▶ _Tasks to carry out_
**1)** Duplicate the passage from the article on pharmacist Jon Hunchuck, everything from "A primary care" down to "people in Canada.".
**2)** Pick up the article on pharmacist Jon Hunchuck after its final sentence and keep writing.
=== Selected excerpt ===
Portrait of Pharmacist Jon Hunchuck

Pharmacist Jon Hunchuck says cultural competency training adds greater richness to his approach to patient care.

When the Leslie Dan Faculty of Pharmacy announced new scholarships for Black and Indigenous students in September 2020, many faculty and staff took the opportunity to support the initiative through financial donations. Jon Hunchuck (PharmD 1T0), Adjunct Lecturer and Academic Co-Director of the International Pharmacy Graduate Program, saw this as a way to help make meaningful change in the academic health sciences setting.

“The opportunity to support the new scholarships arose at a time of personal and professional reflection,” said Hunchuck. “I had been changing and expanding my clinical practice and contributing to the scholarships was another way for me to act on the Truth and Reconciliation calls to action,” he said.

Cultural competency training adds “greater richness” to compassionate health care

A primary care pharmacist at the Sumac Creek Health Centre, one of five family health team clinics in Toronto affiliated with Unity Health and St. Michael’s Hospital, Hunchuck and other health care providers at the clinic have recently become more engaged in cultural competence training. In April 2019, Hunchuck and colleagues took the San’yas Anti-Racism Indigenous Cultural Safety Training Program that focuses on uprooting anti-Indigenous racism and promoting cultural safety for Indigenous people in Canada.
=== Supplied data ===
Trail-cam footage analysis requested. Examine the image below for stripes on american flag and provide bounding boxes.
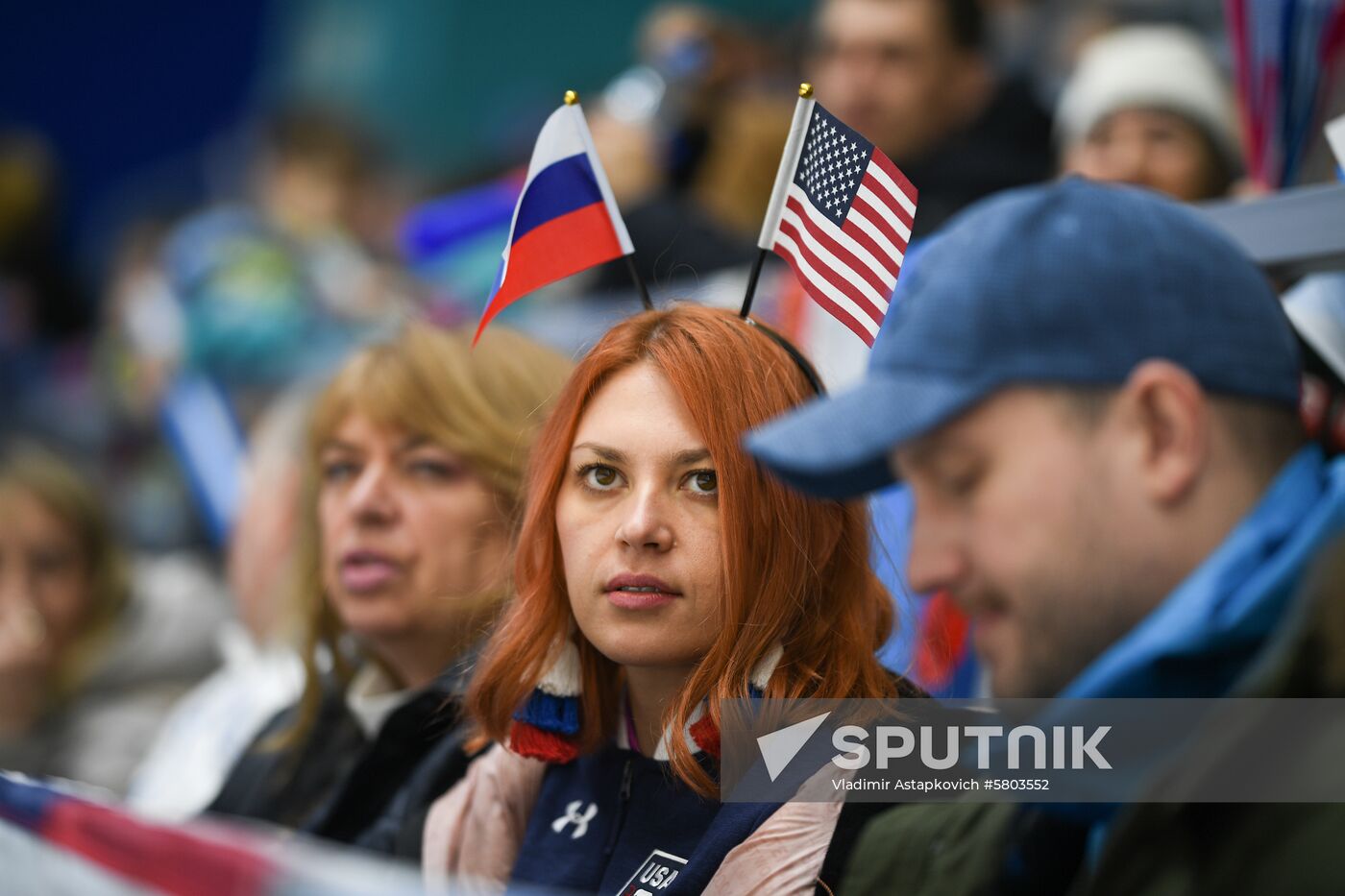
[763,100,917,346]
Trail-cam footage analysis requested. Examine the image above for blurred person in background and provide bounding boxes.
[592,3,774,291]
[150,108,414,421]
[128,387,313,821]
[0,131,93,350]
[208,317,571,856]
[0,444,225,794]
[1056,26,1243,202]
[804,0,1055,238]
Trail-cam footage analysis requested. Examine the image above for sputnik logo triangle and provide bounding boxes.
[757,712,831,781]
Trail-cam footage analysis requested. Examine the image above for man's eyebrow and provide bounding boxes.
[901,437,948,470]
[571,441,625,464]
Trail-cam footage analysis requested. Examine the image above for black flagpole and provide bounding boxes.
[739,249,768,320]
[623,252,653,311]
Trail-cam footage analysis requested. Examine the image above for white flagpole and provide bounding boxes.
[739,84,817,319]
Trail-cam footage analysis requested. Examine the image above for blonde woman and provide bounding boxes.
[0,444,225,794]
[209,323,571,856]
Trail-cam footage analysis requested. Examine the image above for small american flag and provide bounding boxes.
[757,91,917,346]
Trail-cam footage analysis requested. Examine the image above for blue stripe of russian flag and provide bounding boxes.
[511,152,602,244]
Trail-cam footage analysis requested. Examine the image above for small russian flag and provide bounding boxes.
[472,93,635,345]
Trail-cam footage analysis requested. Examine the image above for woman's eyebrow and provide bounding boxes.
[672,448,710,467]
[317,439,359,453]
[571,441,625,464]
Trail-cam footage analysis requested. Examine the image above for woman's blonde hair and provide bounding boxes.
[0,441,131,699]
[281,322,572,744]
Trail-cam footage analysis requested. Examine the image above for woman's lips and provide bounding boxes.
[339,553,403,594]
[604,573,682,610]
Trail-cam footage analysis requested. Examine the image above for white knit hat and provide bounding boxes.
[1056,26,1243,171]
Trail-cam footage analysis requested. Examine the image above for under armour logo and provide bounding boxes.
[551,799,598,839]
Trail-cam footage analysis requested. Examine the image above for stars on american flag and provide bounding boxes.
[795,108,873,221]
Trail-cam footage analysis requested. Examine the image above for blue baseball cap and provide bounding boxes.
[746,178,1299,497]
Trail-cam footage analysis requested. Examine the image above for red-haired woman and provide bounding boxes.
[424,304,897,895]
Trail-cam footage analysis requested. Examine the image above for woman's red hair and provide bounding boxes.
[468,304,895,795]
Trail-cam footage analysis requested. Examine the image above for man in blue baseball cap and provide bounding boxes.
[746,179,1345,893]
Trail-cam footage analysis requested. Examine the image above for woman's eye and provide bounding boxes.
[686,470,720,496]
[579,464,622,491]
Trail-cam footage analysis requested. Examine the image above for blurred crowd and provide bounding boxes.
[0,0,1345,887]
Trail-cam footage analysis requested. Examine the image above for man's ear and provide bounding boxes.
[1119,360,1210,504]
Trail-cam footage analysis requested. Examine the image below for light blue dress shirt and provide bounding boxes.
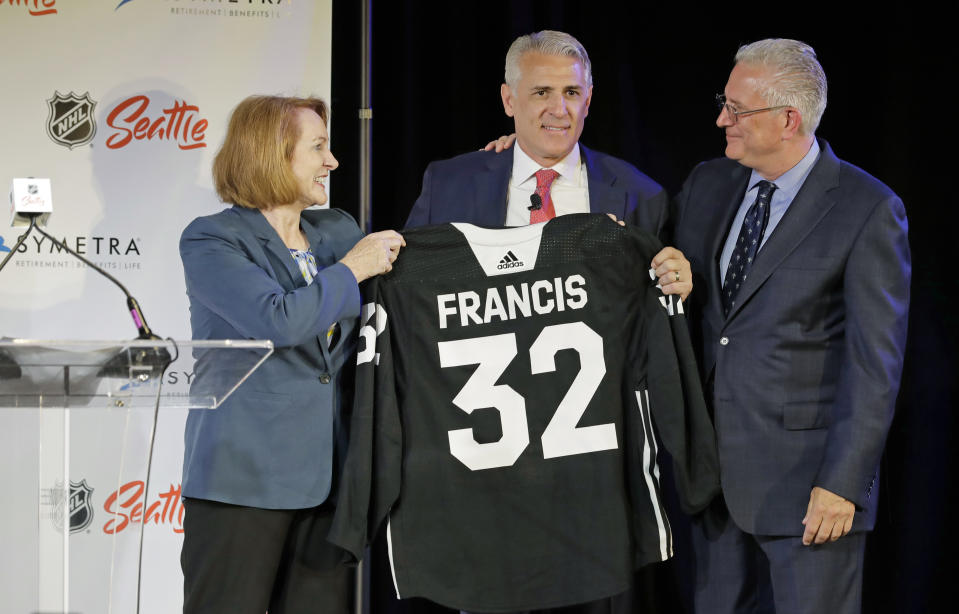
===
▶ _Results in order_
**1)**
A primary care pharmacist at the Sumac Creek Health Centre, one of five family health team clinics in Toronto affiliated with Unity Health and St. Michael’s Hospital, Hunchuck and other health care providers at the clinic have recently become more engaged in cultural competence training. In April 2019, Hunchuck and colleagues took the San’yas Anti-Racism Indigenous Cultural Safety Training Program that focuses on uprooting anti-Indigenous racism and promoting cultural safety for Indigenous people in Canada.

**2)**
“If you can understand the context for those coming to care, the questions you ask and the compassion you show is more informed,” said Hunchuck, explaining that the San’yas program helped him better understand the trauma many Indigenous people have experienced and how that can result in a deficit in health. “I’m factoring in a bigger picture now and perhaps know more about what may have impacted someone’s life and this has grounded my clinical approach more. I’ve always strived to practice with compassion but there is a greater richness to this now.”

Making education more welcoming and accessible is an important step forward

Hunchuck points to the leadership of Dr. Suzanne Shoush, the first Indigenous Health Faculty Lead at the University of Toronto’s Department of Family and Community Medicine and an Indigenous family physician at Sumac Creek Health Centre, in helping guide the expansion of his clinical skills in this area. “Suzanne’s presence at the clinic has meant many Indigenous patients seek her out for care and I realized I needed to do this training to be a better care provider for the Indigenous patient group at our clinic,” said Hunchuck.

For Hunchuck, who is also cross appointed to U of T’s Department of Family and Community Medicine, the San’yas training marked the start of an ongoing commitment and investment in moving forward with the principles of Reconciliation. “And that circle expands to education,” he said. “Lowering financial barriers for students to pursue a career in pharmacy is an important step in making change and doing what’s possible to make our program more welcoming and accessible to more people.”